PROMPT: In the promotion probability problem, what value does the worked solution find for the probability that John is promoted?

[start of ARTICLE]

One of the four persons John, Rita, Aslam or Gurpreet will be promoted next month. Consequently the sample space consists of four elementary outcomes S = {John promoted, Rita promoted, Aslam promoted, Gurpreet promoted} You are told that the chances of John’s promotion is same as that of Gurpreet, Rita’s chances of promotion are twice as likely as Johns. Aslam’s chances are four times that of John.
(a) Determine P (John promoted)
P (Rita promoted)
P (Aslam promoted)
P (Gurpreet promoted)
(b) If A = {John promoted or Gurpreet promoted}, find P (A).
Given:
Sample Space (S) = John promoted, Rita promoted, Aslam promoted, Gurpreet promoted
Chances of John’s promotion is same as Gurpreet’s, P (E1) = P (E4)
Rita’s chances of promotion as twice as john’s, P (E2) = 2 P(E1)
& chances of Aslam’s promotion are four times that of John’s, P (E3) = 4 P(E1)
Now, let us consider that,
E1 → events that John promoted
E2 → events that Rita promoted
E3 → events that Aslam promoted
E4 → events that Gurpreet promoted
Now, we know that,
Sum of all probabilities = 1
Thus, P(E1) + P(E2) + P(E3) + P(E4) = 1
P(E1) + 2 P(E1) + 4 P(E1) + P(E1) = 1
8 P(E1) = 1
P (E1) = 1/8
Now,
P (Rita promoted) = P (E2) = 2P (E1)

[end of ARTICLE]
[start of ITEMS]

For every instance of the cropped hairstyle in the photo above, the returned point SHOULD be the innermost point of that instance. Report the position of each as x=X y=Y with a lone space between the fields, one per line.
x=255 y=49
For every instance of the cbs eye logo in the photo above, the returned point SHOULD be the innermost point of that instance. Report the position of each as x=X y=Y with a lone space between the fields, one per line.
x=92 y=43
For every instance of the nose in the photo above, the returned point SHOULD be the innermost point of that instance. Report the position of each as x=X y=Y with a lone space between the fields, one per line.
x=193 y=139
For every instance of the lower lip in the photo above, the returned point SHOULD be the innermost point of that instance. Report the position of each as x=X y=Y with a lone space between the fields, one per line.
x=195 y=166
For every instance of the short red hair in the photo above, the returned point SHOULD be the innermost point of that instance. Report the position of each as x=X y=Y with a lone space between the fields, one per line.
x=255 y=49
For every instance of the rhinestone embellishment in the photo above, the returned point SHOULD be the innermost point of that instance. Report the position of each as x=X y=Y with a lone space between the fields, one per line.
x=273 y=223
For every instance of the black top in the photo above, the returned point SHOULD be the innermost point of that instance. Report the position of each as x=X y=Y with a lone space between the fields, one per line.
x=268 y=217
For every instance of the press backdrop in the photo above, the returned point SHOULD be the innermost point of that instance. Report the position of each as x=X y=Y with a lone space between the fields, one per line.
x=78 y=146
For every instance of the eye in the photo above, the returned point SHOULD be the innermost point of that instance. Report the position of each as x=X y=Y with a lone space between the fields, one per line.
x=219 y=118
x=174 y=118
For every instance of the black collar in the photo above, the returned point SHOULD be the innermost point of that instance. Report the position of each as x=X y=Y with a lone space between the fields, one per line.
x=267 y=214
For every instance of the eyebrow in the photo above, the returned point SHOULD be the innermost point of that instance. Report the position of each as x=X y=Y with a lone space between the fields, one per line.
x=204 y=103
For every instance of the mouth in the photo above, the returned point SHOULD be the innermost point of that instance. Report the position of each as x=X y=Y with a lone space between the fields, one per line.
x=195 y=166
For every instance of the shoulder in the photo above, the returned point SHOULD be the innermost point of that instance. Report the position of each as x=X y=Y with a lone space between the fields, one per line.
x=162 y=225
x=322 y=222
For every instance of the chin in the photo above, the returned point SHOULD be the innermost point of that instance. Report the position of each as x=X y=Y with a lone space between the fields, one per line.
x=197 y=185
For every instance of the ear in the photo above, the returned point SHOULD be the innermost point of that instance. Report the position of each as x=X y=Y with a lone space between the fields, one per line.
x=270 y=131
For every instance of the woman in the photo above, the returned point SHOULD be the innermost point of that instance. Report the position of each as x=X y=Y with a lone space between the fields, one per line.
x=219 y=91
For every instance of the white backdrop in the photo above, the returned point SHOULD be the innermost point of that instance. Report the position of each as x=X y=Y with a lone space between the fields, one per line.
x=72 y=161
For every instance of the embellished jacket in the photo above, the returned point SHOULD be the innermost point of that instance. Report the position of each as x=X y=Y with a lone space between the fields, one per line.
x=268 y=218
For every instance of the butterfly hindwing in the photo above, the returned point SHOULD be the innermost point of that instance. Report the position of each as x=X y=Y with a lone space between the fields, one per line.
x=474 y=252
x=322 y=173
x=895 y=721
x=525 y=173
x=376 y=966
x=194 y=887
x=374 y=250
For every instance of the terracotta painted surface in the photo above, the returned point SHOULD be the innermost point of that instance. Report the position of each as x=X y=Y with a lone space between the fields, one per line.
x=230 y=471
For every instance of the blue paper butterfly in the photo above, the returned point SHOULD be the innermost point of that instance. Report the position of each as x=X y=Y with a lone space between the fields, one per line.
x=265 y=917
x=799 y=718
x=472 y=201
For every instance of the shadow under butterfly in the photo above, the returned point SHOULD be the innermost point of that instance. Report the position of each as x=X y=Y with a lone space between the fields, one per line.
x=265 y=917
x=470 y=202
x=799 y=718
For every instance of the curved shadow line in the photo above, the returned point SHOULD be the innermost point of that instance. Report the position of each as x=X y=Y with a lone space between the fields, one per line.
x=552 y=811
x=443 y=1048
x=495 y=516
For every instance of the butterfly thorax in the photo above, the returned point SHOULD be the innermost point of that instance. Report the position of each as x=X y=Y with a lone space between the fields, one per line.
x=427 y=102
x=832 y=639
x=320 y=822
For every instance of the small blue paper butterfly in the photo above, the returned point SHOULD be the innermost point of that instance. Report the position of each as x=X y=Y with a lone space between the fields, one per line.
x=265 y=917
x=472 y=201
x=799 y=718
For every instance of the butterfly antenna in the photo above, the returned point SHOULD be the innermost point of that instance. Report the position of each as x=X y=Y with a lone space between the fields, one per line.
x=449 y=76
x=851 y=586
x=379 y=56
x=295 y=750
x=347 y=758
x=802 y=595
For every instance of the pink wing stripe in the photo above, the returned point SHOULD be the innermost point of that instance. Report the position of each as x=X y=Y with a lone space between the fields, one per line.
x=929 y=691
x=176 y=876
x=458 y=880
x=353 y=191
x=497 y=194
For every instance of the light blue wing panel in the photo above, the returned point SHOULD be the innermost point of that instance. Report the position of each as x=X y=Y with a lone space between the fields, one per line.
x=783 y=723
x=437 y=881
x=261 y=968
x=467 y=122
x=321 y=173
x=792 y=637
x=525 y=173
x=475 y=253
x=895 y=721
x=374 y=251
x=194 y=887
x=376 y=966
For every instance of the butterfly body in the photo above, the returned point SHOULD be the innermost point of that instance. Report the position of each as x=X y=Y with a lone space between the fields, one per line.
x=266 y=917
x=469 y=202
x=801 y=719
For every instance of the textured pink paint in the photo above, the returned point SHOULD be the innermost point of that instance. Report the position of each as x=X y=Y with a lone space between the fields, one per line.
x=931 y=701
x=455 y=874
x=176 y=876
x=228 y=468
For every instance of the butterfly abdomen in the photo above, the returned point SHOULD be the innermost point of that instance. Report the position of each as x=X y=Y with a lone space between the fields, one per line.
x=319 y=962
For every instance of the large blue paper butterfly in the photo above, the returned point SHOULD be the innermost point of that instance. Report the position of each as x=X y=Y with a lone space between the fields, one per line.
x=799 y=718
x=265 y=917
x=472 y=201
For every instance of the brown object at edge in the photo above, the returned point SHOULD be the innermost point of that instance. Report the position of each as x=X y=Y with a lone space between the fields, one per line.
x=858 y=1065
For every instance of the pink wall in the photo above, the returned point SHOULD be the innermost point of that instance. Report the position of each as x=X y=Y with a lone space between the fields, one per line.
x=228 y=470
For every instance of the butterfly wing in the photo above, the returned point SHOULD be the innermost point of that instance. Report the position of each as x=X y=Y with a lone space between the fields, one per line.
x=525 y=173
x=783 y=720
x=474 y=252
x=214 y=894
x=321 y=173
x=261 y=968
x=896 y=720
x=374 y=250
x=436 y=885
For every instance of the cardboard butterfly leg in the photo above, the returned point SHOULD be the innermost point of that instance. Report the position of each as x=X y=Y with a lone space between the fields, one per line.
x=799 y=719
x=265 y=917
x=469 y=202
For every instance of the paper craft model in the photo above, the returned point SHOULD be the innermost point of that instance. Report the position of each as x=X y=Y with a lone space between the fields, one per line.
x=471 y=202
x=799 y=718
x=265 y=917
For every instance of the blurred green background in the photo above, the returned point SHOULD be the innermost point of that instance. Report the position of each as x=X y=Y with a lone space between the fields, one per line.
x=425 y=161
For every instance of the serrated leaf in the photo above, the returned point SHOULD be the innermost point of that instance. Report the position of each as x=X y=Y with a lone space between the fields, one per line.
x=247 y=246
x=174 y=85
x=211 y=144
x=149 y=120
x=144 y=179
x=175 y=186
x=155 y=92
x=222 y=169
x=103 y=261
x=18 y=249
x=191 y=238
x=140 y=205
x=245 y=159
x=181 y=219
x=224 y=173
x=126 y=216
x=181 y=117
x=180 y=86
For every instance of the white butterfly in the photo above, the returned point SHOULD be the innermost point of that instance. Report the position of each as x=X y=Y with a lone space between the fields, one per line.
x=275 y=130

[end of ITEMS]

COMPLETE RESPONSE: 1/8